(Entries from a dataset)

---*---

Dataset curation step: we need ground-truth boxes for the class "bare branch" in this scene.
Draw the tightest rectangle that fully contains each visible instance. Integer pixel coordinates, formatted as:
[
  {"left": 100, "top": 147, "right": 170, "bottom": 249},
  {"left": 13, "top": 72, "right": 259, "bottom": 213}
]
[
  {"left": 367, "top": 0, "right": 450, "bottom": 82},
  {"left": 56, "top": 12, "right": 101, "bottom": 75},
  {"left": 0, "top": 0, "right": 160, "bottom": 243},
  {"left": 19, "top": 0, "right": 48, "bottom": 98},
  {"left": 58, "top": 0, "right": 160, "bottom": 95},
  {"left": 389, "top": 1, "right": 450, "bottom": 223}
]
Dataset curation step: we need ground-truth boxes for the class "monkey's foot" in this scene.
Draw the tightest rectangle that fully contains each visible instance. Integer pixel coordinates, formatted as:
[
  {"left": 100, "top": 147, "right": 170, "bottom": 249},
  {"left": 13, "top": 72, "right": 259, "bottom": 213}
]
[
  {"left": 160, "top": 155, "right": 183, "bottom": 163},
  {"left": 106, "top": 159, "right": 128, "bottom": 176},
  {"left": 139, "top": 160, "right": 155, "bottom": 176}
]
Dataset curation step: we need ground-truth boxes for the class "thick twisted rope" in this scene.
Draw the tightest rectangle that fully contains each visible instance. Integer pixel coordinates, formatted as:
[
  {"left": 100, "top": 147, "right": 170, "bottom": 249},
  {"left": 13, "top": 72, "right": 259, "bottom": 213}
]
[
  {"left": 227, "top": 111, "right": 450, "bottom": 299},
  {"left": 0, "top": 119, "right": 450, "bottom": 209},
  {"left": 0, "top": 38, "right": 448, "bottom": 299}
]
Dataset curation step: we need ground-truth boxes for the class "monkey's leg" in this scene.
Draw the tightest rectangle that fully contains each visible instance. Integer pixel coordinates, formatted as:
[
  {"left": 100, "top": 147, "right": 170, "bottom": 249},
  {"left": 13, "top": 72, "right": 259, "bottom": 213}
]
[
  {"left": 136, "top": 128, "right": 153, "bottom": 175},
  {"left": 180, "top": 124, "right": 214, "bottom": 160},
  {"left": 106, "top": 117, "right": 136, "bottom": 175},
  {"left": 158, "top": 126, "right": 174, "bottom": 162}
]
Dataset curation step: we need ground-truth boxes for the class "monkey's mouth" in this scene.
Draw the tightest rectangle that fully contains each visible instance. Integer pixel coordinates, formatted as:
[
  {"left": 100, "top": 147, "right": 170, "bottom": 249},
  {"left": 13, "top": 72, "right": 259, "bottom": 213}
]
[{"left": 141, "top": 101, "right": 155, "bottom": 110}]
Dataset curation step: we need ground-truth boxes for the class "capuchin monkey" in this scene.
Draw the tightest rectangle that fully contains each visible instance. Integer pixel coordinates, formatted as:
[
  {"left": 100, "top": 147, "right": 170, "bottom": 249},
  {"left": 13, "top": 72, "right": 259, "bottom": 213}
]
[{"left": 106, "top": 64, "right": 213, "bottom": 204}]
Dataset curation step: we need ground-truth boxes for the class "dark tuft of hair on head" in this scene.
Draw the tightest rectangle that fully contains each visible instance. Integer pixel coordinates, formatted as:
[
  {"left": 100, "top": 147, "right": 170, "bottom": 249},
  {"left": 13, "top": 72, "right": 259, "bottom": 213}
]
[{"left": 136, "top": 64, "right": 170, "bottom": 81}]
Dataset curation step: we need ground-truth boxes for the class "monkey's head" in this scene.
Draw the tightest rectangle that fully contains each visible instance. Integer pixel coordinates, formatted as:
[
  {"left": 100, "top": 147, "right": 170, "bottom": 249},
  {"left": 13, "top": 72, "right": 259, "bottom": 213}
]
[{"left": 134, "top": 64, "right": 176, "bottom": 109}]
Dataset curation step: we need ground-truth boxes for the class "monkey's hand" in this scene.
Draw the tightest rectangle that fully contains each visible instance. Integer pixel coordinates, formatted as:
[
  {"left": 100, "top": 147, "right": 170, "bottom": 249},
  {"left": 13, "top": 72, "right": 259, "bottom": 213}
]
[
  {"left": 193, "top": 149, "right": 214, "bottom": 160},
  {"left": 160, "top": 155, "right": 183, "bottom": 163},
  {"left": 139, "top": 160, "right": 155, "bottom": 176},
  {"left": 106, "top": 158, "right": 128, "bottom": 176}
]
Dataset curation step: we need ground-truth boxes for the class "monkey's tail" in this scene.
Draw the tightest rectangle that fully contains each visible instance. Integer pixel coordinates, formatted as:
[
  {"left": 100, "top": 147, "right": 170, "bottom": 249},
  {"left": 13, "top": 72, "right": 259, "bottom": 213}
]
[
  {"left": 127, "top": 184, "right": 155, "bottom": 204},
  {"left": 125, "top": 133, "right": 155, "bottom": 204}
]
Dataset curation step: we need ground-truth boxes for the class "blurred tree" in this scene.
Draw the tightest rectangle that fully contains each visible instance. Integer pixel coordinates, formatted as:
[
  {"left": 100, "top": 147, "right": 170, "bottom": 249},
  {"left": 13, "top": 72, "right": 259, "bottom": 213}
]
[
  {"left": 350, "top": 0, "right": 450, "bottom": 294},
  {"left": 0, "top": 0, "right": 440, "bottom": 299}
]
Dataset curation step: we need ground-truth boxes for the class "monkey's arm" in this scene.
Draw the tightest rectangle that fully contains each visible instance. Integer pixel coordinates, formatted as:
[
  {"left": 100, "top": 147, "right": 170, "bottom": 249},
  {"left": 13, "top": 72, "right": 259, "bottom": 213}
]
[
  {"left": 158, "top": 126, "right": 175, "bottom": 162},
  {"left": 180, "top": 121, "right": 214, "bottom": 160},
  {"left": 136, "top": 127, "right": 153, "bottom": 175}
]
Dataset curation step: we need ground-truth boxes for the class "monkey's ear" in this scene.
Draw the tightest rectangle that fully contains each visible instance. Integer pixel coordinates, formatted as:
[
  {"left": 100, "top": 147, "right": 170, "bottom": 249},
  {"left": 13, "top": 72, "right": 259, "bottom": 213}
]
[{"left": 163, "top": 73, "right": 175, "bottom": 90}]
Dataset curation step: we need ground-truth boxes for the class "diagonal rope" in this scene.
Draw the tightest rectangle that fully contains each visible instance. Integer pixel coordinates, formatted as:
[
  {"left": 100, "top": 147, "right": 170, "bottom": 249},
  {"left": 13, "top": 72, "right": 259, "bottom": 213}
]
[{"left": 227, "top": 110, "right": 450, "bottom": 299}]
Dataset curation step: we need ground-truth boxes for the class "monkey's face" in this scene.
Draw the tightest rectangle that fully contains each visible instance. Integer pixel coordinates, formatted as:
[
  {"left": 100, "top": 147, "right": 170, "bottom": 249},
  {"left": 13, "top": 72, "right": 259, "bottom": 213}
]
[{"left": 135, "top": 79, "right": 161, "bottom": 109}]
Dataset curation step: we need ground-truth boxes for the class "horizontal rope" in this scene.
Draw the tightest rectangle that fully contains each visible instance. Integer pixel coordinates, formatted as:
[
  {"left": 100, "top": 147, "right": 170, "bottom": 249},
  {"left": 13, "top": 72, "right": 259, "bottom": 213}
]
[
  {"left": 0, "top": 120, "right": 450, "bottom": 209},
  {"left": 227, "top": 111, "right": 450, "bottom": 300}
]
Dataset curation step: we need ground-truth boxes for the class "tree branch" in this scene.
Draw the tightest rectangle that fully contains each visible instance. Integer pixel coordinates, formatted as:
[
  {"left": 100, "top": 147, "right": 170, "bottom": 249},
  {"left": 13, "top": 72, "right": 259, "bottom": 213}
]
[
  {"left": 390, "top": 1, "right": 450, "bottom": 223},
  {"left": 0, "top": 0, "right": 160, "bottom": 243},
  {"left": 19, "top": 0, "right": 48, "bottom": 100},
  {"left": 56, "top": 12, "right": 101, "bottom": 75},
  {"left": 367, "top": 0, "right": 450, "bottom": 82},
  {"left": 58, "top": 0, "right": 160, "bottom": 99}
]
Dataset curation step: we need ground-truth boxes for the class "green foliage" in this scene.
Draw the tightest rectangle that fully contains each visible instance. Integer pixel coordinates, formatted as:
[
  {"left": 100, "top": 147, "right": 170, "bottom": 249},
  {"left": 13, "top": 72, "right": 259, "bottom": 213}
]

---*---

__Task instructions__: Pick out each line above containing the word "branch", matching case exactly, and copy those lines.

__Correct output__:
Dataset curation step: we need ground-truth boxes for the class "bare branch" in this scene.
Dataset curation step: we need ground-truth boxes for the class "tree branch" in this scene.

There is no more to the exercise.